| Work task 1 |
Using the reimbursement decision, answer each question below.
(a) How many business days before removing the student must parents give written notice?
(b) On what date was the parent's letter giving the district notice of his intent to obtain private services?
(c) Services delivered on or after what date must the district pay Learning Learners for?
| Work task 2 |
From the reimbursement decision, quote the passage starting with "Based on the" and going on through "obtain private services.".

Turning to the other equitable consideration raised by the district in its cross-appeal, reimbursement may be reduced or denied if parents do not provide notice of the unilateral placement either at the most recent CSE meeting prior to their removal of the student from public school, or by written notice ten business days before such removal, "that they were rejecting the placement proposed by the public agency to provide a [FAPE] to their child, including stating their concerns and their intent to enroll their child in a private school at public expense" (20 U.S.C. § 1412[a][10][C][iii][I]; see 34 CFR 300.148[d][1]).  This statutory provision "serves the important purpose of giving the school system an opportunity, before the child is removed, to assemble a team, evaluate the child, devise an appropriate plan, and determine whether a [FAPE] can be provided in the public schools" (Greenland Sch. Dist. v. Amy N., 358 F.3d 150, 160 [1st Cir. 2004]).  Although a reduction in reimbursement is discretionary, courts have upheld the denial of reimbursement in cases where it was shown that parents failed to comply with this statutory provision (Greenland, 358 F.3d at 160; Ms. M. v. Portland Sch. Comm., 360 F.3d 267 [1st Cir. 2004]; Berger v. Medina City Sch. Dist., 348 F.3d 513, 523-24 [6th Cir. 2003]; Rafferty v. Cranston Public Sch. Comm., 315 F.3d 21, 27 [1st Cir. 2002]); see Frank G., 459 F.3d at 376; Voluntown, 226 F.3d at 68).

Here, the parent provided notice to the district of his intent to unilaterally obtain private services by letter dated September 3, 2023 (see Parent Ex. C).  It is unclear when Learning Learners began providing services to the student for the 2023-24 school year (see Tr. pp. 34, 37).  To the extent Learning Learners began providing services to the student earlier than the tenth business day following the September 3, 2023 letter, on equitable grounds, I will exclude those days from the total amount that the district shall be required to fund.  However, I do not find that the timing of the parent's notice to the district warrants a complete bar to relief.  Therefore, the district shall be required to directly pay Learning Learners for the costs of up to seven periods per week of SETSS and three 30-minute sessions per week of speech-language therapy delivered during the 2023-24 school year on or after September 18, 2023.

VII. Conclusion

Based on the foregoing, the parent sustained his burden of demonstrating the appropriateness of the unilaterally-obtained services from Learning Learners.  As for equitable considerations, the evidence in the hearing record does not support the IHO's reduction of the rate to be paid Learning Learners as excessive but, as a matter within my discretion, I find that the evidence supports a small reduction for the timing of the parent's notice to the district of his intent to unilaterally obtain private services.

THE APPEAL IS SUSTAINED.

THE CROSS-APPEAL IS SUSTAINED TO THE EXTENT INDICATED.

| Dataset content |
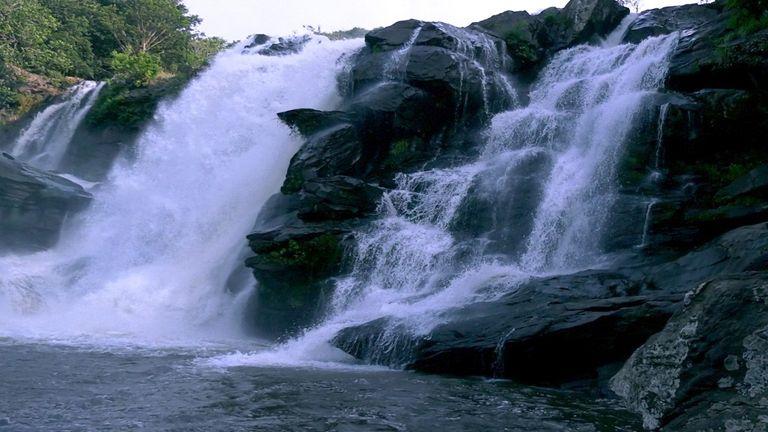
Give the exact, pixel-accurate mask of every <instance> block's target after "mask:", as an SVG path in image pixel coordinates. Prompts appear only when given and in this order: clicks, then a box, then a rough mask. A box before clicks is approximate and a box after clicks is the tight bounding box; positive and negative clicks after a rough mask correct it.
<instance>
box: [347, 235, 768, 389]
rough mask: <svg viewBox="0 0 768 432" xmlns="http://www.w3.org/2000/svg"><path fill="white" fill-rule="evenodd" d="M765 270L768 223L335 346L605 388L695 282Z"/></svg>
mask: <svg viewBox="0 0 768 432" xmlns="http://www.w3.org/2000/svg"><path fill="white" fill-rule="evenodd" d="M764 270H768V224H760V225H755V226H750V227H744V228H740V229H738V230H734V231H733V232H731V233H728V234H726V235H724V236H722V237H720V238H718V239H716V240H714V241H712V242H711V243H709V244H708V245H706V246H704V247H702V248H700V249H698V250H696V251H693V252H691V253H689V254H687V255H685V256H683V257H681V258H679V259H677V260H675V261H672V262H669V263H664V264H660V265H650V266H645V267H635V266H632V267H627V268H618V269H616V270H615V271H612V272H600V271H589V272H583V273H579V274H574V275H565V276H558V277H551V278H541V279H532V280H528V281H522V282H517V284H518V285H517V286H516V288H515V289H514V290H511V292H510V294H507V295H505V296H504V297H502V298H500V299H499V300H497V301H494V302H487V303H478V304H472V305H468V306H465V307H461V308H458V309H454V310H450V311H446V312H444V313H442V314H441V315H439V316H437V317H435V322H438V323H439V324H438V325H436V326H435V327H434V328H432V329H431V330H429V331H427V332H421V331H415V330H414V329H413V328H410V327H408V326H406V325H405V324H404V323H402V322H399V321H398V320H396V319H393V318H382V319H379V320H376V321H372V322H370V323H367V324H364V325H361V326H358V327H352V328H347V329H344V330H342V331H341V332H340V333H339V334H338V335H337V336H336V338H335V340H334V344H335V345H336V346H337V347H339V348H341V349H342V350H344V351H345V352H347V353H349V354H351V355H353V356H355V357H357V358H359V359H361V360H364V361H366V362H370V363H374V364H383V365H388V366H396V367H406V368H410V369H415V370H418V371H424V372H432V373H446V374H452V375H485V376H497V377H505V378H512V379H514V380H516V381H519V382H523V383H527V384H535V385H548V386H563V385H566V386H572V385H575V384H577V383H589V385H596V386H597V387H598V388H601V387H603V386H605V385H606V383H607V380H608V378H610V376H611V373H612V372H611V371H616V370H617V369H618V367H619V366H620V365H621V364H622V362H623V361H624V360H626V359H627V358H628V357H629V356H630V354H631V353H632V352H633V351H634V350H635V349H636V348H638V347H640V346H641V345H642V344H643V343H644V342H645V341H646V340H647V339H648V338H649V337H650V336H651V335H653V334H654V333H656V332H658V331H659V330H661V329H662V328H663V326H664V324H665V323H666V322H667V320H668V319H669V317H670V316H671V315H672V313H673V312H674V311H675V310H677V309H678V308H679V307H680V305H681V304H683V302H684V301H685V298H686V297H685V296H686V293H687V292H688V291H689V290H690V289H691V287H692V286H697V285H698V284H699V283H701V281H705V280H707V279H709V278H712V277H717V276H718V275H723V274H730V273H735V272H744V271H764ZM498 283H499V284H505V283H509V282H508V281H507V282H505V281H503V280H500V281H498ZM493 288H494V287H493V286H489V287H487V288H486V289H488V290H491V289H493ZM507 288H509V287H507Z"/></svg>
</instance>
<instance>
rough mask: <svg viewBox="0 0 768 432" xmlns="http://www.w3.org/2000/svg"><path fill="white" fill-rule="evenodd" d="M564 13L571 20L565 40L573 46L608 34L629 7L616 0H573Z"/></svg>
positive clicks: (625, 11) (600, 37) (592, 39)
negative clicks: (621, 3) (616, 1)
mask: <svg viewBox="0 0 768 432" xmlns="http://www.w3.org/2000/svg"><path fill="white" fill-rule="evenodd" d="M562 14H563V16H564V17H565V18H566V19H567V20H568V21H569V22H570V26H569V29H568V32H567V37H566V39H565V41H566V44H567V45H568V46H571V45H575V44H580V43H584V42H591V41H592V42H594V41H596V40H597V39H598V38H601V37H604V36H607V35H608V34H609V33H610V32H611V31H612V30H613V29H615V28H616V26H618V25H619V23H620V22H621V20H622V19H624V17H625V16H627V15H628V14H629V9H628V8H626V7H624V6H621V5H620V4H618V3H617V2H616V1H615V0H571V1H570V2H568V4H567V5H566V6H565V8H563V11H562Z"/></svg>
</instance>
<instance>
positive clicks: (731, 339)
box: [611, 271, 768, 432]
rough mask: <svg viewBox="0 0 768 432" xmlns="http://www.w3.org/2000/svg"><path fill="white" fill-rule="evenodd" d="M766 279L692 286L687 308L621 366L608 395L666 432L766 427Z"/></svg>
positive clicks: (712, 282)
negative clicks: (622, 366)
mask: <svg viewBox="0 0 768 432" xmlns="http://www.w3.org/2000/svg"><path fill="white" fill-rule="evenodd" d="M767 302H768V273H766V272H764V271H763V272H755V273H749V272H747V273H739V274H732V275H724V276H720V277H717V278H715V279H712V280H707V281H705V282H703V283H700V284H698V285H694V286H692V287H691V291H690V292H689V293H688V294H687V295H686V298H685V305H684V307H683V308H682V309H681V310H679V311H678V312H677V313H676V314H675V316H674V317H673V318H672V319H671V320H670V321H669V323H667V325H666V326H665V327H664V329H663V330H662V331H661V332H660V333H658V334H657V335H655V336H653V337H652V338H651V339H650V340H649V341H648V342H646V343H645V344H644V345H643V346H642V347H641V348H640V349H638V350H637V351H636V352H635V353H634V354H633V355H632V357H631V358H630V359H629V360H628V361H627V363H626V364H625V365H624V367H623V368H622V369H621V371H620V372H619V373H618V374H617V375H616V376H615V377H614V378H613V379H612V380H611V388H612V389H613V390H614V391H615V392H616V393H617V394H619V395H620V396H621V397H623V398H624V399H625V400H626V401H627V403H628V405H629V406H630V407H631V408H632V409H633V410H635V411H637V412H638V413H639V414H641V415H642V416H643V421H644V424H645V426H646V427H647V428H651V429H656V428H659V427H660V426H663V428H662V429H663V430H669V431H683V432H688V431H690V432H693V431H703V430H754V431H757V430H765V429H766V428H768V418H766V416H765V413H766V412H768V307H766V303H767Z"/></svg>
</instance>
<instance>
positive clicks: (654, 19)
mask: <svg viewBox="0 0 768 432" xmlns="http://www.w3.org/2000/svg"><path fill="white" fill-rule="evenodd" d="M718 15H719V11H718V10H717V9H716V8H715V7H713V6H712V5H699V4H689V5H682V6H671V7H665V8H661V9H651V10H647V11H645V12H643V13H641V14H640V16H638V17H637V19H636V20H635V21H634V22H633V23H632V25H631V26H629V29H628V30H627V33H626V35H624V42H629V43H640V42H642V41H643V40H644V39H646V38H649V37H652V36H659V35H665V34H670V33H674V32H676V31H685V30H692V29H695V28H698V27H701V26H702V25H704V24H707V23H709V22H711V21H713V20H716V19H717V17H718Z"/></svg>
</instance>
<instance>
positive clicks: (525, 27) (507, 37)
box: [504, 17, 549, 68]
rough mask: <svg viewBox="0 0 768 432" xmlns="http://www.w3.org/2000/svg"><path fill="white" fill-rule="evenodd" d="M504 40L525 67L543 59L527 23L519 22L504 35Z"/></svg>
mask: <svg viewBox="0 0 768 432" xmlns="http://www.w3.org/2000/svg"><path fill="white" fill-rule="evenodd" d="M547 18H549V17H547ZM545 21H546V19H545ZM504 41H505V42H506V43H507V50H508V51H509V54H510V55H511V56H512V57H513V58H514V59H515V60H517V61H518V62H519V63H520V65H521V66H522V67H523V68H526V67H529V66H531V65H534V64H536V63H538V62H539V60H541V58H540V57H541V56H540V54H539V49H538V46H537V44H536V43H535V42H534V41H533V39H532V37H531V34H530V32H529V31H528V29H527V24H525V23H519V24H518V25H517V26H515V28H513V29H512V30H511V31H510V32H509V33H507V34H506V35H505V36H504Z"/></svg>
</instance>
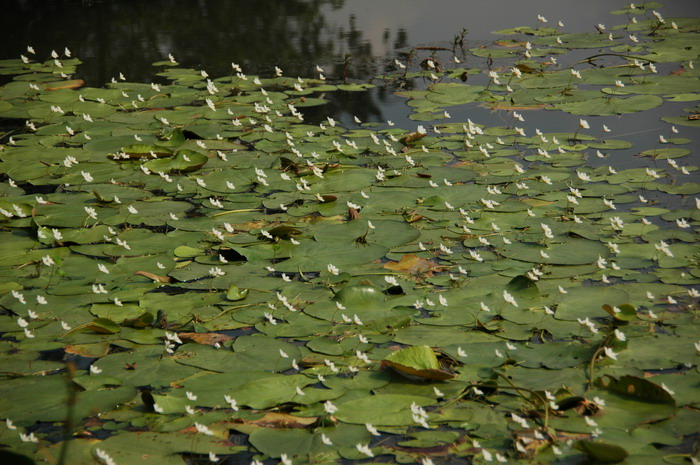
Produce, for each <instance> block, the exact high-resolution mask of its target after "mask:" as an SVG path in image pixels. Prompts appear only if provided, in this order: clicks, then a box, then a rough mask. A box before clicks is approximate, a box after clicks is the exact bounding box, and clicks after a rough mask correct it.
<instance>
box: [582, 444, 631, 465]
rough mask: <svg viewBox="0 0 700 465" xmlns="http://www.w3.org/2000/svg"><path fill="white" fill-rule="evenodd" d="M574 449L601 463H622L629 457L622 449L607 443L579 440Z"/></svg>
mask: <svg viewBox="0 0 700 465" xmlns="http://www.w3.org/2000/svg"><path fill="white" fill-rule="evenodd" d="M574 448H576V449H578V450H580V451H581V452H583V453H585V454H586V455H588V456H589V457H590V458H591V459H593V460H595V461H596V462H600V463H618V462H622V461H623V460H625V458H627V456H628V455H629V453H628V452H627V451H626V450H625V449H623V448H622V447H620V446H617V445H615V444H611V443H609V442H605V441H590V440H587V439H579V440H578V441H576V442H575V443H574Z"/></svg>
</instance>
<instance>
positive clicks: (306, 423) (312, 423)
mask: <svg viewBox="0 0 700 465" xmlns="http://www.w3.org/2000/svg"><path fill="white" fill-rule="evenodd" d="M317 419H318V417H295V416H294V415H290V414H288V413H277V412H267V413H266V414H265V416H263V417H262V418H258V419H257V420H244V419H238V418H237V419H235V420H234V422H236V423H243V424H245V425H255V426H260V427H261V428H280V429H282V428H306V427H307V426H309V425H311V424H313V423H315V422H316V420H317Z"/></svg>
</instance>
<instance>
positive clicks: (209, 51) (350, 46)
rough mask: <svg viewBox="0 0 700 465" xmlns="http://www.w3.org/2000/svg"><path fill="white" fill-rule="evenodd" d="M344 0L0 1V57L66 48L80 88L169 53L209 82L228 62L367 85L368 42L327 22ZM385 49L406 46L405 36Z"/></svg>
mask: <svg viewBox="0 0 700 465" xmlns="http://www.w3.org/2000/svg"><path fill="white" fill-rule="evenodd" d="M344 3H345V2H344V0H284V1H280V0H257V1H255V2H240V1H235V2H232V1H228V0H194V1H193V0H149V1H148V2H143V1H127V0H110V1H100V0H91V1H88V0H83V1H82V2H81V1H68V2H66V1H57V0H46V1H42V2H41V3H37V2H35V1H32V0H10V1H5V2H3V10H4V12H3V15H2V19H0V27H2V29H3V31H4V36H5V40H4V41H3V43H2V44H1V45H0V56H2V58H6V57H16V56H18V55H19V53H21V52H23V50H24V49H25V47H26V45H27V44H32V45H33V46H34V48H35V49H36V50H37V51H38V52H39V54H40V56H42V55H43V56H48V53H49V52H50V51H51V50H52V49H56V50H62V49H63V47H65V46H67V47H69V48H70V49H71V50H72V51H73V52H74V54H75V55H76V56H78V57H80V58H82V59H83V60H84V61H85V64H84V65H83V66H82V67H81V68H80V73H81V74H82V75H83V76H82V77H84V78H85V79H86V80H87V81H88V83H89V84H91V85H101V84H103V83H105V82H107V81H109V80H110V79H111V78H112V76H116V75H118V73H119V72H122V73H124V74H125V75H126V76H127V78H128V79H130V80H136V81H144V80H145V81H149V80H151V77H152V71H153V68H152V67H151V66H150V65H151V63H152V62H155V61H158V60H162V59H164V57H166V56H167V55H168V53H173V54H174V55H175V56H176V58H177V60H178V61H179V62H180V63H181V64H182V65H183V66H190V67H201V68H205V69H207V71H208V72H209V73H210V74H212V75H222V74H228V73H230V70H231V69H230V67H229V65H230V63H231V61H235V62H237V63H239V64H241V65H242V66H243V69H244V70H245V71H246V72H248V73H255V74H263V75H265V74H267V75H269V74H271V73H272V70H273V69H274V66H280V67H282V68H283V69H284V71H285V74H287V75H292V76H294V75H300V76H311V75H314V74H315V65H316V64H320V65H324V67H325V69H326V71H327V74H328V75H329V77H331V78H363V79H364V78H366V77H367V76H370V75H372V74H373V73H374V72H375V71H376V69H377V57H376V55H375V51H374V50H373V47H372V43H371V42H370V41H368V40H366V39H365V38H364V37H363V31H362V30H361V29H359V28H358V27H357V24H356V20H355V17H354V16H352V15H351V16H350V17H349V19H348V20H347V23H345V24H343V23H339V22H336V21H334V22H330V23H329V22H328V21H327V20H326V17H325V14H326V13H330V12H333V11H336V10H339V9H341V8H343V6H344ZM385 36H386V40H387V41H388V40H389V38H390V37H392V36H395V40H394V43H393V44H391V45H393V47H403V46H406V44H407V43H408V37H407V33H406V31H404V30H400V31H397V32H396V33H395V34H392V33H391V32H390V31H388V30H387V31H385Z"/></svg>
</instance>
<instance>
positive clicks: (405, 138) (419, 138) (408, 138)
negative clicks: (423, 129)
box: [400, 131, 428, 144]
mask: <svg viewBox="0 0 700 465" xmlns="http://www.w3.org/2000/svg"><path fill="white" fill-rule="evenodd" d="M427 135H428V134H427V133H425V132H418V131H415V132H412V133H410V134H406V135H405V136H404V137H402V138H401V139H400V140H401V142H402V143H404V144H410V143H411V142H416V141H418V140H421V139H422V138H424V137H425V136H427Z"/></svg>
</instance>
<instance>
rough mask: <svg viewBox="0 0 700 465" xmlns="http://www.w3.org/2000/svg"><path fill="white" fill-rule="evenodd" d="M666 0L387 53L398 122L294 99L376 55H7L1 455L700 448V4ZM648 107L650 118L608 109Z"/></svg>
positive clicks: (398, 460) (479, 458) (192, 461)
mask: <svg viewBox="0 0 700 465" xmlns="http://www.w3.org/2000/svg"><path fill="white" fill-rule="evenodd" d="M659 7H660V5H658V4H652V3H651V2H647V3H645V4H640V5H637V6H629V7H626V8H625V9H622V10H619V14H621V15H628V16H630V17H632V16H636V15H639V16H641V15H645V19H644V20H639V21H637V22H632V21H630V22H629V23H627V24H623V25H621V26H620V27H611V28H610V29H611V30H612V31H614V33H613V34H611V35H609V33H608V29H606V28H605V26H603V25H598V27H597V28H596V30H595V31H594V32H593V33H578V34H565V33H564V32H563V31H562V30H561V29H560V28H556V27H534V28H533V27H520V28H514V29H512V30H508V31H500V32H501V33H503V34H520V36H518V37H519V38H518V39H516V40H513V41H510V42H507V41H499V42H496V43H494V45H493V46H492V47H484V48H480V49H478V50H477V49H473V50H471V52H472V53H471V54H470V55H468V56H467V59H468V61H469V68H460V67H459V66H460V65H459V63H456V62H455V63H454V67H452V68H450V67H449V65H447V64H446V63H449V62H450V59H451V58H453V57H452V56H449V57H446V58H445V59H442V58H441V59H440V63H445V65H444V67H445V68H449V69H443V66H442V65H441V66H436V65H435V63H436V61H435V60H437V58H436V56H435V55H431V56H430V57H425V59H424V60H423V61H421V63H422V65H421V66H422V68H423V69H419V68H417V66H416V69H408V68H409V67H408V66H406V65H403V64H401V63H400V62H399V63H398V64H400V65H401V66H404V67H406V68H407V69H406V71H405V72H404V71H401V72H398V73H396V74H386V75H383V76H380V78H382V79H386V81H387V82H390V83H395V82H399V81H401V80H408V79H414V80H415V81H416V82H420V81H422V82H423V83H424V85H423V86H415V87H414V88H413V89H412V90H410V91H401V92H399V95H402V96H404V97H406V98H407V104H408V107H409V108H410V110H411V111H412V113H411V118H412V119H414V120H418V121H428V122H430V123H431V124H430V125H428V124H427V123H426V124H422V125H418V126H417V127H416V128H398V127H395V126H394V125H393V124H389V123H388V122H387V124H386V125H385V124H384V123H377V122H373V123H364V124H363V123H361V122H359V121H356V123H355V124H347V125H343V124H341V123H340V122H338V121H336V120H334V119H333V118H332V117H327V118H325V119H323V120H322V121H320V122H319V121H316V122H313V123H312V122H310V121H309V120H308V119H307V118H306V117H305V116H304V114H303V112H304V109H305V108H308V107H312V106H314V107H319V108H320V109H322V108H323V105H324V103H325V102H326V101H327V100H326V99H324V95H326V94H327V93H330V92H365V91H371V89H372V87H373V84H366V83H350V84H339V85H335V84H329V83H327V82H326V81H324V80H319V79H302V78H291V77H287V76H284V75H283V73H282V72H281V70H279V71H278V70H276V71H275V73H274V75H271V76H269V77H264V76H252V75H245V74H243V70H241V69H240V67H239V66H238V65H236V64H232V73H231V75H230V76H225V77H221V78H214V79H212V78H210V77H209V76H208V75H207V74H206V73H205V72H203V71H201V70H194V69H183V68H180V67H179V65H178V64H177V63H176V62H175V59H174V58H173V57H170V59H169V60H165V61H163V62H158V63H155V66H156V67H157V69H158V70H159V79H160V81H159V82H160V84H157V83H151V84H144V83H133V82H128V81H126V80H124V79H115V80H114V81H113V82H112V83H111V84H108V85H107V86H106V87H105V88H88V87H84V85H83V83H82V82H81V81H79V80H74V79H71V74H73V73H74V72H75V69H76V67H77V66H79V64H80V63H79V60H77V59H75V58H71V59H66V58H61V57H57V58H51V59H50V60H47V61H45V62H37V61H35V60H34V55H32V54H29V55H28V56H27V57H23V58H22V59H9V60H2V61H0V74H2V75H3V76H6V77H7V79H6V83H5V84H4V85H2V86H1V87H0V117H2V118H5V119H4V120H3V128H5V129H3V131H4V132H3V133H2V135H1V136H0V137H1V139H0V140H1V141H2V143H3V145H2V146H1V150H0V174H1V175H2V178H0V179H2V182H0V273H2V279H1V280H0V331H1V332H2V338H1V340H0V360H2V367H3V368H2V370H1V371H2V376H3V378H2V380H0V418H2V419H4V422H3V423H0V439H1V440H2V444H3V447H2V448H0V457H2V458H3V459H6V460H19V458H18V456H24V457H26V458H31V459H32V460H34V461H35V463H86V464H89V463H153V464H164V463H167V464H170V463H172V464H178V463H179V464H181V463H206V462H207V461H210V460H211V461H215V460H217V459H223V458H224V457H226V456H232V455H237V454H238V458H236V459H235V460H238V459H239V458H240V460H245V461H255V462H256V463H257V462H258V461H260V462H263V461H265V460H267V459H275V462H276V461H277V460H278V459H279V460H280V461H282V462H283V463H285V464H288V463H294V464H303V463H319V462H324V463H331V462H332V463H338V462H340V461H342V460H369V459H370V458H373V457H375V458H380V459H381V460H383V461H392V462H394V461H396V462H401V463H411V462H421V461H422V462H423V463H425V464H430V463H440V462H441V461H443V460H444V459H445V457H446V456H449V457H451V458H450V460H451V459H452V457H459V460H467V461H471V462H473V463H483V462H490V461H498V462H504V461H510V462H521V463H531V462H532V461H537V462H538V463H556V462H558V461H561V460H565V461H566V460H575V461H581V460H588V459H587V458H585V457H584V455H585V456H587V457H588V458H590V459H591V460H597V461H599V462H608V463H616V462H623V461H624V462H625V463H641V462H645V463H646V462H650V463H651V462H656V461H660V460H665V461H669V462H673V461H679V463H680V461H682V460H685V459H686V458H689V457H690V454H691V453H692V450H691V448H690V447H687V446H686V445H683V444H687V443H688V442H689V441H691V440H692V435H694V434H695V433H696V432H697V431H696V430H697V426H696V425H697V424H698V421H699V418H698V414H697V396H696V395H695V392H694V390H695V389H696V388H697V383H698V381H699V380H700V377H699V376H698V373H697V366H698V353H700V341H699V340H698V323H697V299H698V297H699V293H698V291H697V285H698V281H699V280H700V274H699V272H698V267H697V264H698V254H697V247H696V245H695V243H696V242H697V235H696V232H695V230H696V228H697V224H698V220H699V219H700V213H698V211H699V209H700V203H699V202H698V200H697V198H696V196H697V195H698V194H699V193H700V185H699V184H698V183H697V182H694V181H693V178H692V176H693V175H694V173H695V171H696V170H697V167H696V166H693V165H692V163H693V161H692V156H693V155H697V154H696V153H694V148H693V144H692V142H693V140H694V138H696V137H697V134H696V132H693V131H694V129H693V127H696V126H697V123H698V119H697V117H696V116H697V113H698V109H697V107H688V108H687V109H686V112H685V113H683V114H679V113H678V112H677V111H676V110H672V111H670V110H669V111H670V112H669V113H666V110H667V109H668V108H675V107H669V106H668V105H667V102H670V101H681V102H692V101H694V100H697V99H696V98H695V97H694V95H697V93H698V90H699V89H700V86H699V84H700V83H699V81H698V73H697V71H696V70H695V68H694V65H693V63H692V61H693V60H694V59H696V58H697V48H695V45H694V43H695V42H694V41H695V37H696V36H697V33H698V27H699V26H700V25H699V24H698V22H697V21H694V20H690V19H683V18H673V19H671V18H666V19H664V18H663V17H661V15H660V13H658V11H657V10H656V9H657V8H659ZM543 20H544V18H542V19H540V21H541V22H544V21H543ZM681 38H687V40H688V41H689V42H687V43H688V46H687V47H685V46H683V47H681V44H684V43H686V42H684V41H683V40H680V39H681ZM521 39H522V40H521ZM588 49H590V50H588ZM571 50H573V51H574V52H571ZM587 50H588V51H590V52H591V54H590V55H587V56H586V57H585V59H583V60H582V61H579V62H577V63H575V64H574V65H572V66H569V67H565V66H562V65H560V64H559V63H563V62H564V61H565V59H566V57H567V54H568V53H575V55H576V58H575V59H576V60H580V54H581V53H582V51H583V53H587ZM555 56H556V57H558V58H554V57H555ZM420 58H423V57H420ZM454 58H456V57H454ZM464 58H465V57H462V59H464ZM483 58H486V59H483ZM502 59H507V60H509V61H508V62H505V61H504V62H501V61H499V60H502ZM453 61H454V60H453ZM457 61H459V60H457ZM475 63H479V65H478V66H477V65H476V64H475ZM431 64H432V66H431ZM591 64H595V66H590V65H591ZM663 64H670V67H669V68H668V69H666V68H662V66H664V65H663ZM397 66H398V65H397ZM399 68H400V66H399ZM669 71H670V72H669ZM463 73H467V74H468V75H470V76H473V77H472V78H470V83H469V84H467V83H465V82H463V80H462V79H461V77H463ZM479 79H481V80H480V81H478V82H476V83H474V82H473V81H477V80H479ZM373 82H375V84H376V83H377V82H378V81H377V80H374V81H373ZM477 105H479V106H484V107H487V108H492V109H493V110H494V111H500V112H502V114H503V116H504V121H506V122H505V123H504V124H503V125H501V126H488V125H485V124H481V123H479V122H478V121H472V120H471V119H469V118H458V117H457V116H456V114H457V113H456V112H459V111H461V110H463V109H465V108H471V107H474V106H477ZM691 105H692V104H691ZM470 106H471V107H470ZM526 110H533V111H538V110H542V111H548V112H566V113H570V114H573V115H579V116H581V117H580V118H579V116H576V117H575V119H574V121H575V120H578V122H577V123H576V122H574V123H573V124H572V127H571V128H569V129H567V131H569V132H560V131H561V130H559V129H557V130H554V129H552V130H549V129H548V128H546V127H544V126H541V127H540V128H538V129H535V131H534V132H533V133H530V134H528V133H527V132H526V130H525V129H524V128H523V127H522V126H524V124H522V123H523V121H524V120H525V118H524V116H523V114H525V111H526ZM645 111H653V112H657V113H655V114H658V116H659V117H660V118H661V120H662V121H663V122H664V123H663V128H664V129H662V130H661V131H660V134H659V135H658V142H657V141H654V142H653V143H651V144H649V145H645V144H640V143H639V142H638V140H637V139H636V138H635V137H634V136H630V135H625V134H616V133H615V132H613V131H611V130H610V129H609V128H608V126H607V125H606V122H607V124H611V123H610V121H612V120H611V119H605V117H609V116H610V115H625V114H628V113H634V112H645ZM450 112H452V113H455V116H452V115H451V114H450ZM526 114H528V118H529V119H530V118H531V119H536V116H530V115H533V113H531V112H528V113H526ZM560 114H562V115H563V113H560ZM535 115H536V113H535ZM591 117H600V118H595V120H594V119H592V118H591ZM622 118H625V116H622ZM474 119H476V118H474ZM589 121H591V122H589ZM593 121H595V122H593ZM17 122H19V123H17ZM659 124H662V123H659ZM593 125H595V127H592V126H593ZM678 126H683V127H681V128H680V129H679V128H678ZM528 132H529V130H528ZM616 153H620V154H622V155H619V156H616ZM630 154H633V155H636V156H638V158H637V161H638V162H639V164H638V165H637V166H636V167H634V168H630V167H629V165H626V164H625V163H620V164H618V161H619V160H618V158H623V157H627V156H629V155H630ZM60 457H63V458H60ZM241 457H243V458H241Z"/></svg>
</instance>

| Final answer 1 |
(a) Ten business days.
(b) September 3, 2023.
(c) September 18, 2023.

| Final answer 2 |
Based on the foregoing, the parent sustained his burden of demonstrating the appropriateness of the unilaterally-obtained services from Learning Learners.  As for equitable considerations, the evidence in the hearing record does not support the IHO's reduction of the rate to be paid Learning Learners as excessive but, as a matter within my discretion, I find that the evidence supports a small reduction for the timing of the parent's notice to the district of his intent to unilaterally obtain private services.